TASK TO CARRY OUT — Once the line containing "[[190, 18], [137, 192], [52, 39], [89, 179]]" is found in the entries below, reproduce it and every line after it, stopping at and including the line containing "Report the position of each instance of the green"; reproduce nothing else, and keep each line exact.

DATA PROVIDED —
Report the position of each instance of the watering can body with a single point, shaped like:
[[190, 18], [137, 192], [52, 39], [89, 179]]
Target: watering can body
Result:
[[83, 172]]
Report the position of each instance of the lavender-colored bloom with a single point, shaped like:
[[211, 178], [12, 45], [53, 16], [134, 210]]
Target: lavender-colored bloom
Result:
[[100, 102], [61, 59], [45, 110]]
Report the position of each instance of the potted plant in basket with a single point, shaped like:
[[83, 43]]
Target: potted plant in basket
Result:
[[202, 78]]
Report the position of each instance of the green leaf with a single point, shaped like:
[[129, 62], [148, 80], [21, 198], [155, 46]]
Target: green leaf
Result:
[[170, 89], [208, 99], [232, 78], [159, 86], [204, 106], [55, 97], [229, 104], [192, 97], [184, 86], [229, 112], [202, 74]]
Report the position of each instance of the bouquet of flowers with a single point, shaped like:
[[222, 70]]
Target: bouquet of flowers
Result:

SOLUTION BELOW —
[[190, 18], [137, 192], [52, 39], [89, 179]]
Target: watering can body
Result:
[[83, 172]]
Report the position of each instance of the lavender-colored bloom with a single point, shaped like:
[[211, 178], [12, 45], [53, 16], [134, 210]]
Target: lavender-colored bloom
Result:
[[100, 102], [61, 59], [45, 110]]
Report the position of each instance of the potted plant in basket with a single point, shaped like:
[[83, 43]]
Target: potted plant in basket
Result:
[[202, 78]]
Report the position of each instance of the green leaf with a single point, shaped like:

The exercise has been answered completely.